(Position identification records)
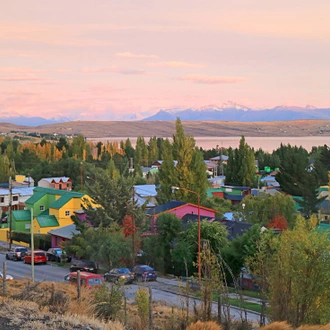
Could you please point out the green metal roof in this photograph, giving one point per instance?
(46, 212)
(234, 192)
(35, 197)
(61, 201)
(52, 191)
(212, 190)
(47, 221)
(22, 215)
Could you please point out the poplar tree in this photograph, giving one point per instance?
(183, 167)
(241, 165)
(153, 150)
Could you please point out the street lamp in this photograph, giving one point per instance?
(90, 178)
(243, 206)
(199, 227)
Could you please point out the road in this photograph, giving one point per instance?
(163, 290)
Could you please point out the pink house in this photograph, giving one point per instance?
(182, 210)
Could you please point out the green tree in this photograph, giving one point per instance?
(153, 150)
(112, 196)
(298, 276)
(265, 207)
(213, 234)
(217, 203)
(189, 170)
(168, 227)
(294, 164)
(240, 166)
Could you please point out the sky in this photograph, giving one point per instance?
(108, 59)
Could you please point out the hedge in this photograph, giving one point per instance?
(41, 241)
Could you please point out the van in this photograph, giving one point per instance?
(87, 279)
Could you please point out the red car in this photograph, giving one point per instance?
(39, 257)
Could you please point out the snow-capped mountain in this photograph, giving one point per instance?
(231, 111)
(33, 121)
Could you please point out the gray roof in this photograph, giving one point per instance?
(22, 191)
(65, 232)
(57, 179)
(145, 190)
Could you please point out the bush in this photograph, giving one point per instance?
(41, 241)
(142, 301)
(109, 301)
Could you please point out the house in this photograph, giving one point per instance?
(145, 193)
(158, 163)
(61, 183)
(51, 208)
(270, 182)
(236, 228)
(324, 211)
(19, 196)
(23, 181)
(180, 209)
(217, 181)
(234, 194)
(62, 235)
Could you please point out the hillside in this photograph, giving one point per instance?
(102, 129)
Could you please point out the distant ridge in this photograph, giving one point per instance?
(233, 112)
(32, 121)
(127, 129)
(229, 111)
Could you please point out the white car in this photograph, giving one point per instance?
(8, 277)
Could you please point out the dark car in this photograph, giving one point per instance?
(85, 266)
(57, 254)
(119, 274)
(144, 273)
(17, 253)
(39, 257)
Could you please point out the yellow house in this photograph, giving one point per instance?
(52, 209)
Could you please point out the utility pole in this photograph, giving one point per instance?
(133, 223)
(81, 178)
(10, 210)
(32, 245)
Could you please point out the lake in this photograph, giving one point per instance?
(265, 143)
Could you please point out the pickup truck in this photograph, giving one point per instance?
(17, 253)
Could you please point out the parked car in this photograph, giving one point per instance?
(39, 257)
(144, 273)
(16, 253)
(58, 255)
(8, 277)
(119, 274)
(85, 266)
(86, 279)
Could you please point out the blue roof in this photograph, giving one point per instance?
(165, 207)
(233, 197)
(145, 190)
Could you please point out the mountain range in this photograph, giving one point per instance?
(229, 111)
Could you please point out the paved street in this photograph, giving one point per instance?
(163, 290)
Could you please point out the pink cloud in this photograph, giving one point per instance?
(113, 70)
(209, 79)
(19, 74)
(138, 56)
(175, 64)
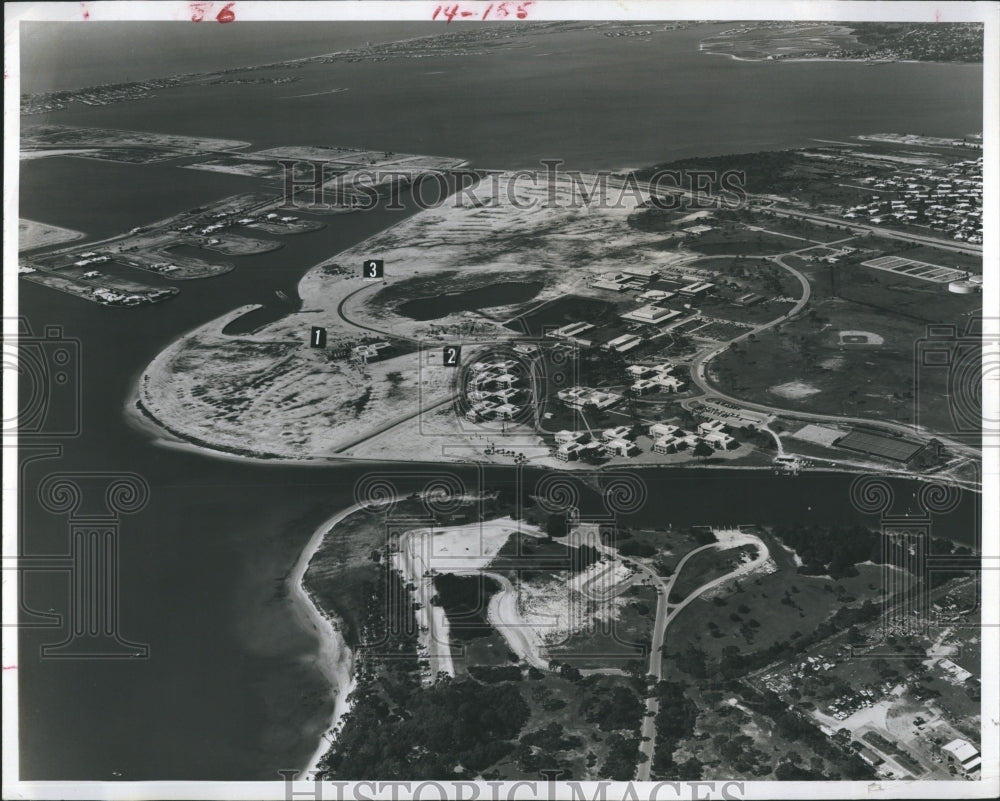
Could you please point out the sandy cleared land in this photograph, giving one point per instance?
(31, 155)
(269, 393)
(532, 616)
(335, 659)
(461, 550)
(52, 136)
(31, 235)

---

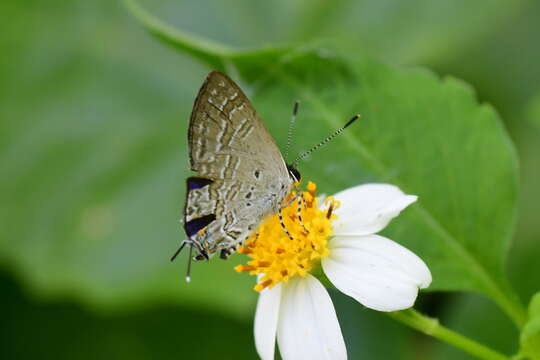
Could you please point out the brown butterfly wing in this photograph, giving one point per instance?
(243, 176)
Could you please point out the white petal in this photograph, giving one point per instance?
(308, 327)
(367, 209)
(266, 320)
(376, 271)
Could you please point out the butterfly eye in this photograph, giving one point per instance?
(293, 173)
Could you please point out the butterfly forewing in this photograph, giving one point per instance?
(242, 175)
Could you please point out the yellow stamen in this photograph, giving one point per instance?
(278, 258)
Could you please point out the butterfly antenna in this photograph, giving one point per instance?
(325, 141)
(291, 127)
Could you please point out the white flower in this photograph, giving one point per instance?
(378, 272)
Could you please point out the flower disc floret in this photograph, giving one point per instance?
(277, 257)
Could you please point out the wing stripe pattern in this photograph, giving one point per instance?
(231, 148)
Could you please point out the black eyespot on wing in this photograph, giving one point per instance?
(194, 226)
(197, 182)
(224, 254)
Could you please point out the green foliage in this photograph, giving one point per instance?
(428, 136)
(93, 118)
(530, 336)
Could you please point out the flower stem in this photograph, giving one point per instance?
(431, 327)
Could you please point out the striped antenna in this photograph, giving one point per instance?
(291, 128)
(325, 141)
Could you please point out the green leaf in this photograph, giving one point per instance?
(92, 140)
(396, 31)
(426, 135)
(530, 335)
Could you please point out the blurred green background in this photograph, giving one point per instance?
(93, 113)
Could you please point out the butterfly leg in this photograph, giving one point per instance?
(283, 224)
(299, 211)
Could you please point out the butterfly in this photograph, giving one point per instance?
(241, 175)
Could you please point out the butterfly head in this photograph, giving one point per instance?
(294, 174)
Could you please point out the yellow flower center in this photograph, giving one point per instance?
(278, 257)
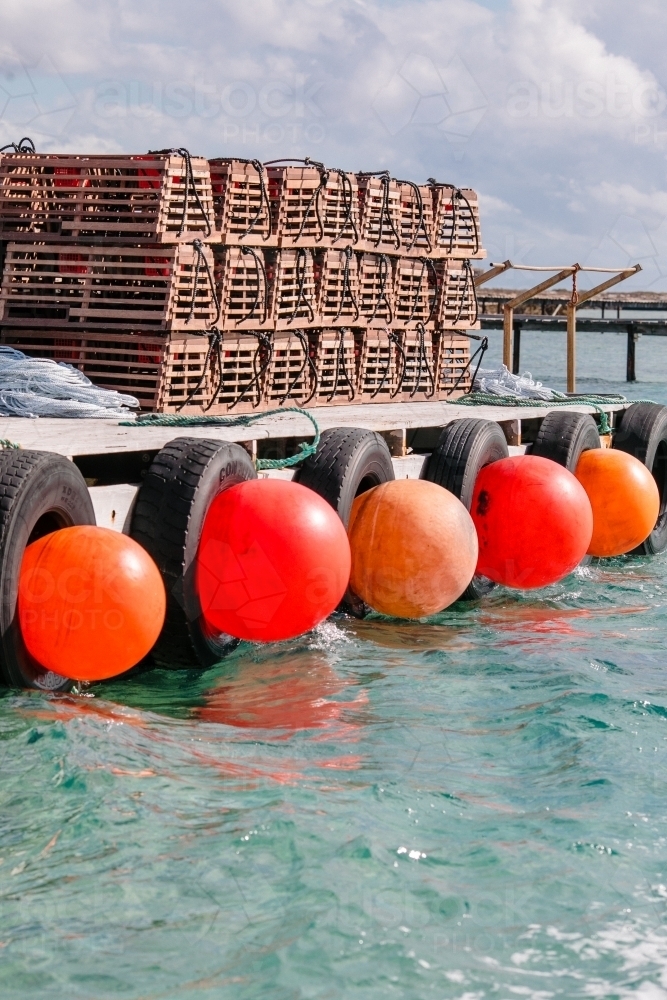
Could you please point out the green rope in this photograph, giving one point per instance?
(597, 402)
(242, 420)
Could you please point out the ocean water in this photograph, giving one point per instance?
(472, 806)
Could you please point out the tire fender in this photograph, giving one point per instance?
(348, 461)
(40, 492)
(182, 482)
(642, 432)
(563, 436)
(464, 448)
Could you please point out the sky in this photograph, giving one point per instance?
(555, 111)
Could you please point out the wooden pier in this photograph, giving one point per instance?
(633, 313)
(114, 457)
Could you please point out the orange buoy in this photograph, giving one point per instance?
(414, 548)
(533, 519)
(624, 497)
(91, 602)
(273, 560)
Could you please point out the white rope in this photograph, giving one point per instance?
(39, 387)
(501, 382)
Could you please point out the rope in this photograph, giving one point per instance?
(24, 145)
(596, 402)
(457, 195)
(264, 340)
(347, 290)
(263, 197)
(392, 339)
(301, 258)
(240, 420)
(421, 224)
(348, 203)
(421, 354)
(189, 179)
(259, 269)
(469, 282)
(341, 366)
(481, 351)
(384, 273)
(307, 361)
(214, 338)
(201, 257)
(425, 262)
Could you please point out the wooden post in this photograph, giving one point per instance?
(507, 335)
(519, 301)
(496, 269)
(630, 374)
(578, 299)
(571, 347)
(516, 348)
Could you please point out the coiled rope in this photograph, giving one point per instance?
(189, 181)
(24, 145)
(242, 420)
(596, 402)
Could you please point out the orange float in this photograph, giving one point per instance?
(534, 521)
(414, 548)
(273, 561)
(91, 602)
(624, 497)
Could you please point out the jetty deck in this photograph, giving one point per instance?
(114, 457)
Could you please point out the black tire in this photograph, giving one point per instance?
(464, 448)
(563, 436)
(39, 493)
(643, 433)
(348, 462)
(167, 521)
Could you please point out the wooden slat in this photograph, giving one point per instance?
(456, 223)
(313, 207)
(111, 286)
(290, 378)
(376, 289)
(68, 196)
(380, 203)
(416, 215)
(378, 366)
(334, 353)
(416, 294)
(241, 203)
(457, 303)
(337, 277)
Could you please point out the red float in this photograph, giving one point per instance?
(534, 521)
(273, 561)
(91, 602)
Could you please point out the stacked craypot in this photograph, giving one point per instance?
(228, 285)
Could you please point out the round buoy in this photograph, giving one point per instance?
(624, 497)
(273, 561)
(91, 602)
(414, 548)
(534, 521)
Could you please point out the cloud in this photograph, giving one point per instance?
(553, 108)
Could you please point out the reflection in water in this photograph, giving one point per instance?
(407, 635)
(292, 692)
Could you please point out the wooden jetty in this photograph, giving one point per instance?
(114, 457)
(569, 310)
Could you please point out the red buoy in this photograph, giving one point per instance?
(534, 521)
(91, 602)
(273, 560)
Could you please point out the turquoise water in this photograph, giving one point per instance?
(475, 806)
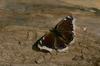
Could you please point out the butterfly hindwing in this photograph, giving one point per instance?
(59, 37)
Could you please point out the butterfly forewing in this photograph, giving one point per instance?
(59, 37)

EXERCISE INSTRUCTIONS
Collect every line of the records that contains the word "rope", treating uppercase and lowercase letters as different.

REPLY TO THE TASK
Could you please point out the green rope in this photograph, giving one point per instance?
Could you please point out the white rope in this photograph, giving one point per instance?
Could you please point out the rope in this photograph, giving one point per instance?
Could you please point out the coiled rope in this photograph, giving one point per instance?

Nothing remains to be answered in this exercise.